» **SOURCE PASSAGE**:
---------------

By Our Business Correspondent
DailyNewsUG |Kampala |
The Auditor Generals report revealed recently that Crane Bank was sold by Bank of Uganda to DFCU in a “non-transparent manner”. As the dust is yet to settle over the alarming queries in the Auditor Generals Report, the Country is in shock after it has been revealed that Mr. Juma Kissame the Managing Director/CEO of the troubled Dfcu bank has a whooping USD 40,000,000 equivalent to Ugx 153Bn stashed on his personal Bank account in Bank of Africa.
The source of this LEAKED information is an authentic and fully signed Bank of Africa Bank Statement. This was signed by Kiduma Erisa, a current Staff Member of Bank of Africa who stamped and signed the Bank transactions on the account. See below:
Above: CLICK ABOVE LINK to view full statement
DFCU ‘bought’ Crane Bank from BoU in a process that Auditor General says it wasn’t transparent given that DFCU was the VALUER turned BUYER/PURCHASER of the same bank.

---------------

» **REQUIRED WORK**:
Copy out the part of the Crane Bank article that opens with the words "The source of" and closes with "the same bank.".

Detection annotation records
---------------

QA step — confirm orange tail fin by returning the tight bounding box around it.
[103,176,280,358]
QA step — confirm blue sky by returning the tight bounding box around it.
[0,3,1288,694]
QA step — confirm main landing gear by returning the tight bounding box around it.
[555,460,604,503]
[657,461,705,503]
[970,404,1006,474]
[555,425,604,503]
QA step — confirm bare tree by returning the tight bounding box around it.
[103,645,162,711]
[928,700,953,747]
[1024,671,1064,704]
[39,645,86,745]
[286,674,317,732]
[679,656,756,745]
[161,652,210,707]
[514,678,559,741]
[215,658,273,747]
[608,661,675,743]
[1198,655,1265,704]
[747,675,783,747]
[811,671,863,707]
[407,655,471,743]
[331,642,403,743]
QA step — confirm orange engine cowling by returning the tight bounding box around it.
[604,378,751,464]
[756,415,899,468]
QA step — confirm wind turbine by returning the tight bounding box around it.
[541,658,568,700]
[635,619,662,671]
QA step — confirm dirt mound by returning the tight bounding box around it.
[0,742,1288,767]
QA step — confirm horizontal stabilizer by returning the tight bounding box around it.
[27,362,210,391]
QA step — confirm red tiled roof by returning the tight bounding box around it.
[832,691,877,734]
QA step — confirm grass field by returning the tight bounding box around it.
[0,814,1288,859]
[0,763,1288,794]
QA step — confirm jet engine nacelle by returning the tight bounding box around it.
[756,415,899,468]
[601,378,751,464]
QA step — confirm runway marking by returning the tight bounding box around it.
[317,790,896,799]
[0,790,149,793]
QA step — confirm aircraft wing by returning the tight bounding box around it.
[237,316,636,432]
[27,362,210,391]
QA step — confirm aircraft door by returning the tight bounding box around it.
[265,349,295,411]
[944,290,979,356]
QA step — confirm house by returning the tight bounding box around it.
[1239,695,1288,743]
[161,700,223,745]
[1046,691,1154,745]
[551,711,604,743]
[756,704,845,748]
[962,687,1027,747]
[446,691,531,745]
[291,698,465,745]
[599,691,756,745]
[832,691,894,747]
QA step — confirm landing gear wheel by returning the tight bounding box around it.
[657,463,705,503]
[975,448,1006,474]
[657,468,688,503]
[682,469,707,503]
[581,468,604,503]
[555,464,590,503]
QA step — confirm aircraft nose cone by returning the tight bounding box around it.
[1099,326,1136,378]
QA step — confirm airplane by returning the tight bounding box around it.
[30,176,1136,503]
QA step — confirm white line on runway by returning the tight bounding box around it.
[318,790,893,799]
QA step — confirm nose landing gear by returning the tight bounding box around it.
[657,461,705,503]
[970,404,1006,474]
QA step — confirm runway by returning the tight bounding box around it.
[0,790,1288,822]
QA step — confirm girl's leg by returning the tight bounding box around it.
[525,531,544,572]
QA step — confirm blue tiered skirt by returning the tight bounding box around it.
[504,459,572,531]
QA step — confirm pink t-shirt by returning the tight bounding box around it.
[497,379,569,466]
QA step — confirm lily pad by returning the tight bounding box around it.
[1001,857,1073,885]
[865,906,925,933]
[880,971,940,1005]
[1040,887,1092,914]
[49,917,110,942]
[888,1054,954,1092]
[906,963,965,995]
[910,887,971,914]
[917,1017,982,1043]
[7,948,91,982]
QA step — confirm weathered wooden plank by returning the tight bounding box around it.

---------------

» **COMPLETE ANSWER**:
The source of this LEAKED information is an authentic and fully signed Bank of Africa Bank Statement. This was signed by Kiduma Erisa, a current Staff Member of Bank of Africa who stamped and signed the Bank transactions on the account. See below:
Above: CLICK ABOVE LINK to view full statement
DFCU ‘bought’ Crane Bank from BoU in a process that Auditor General says it wasn’t transparent given that DFCU was the VALUER turned BUYER/PURCHASER of the same bank.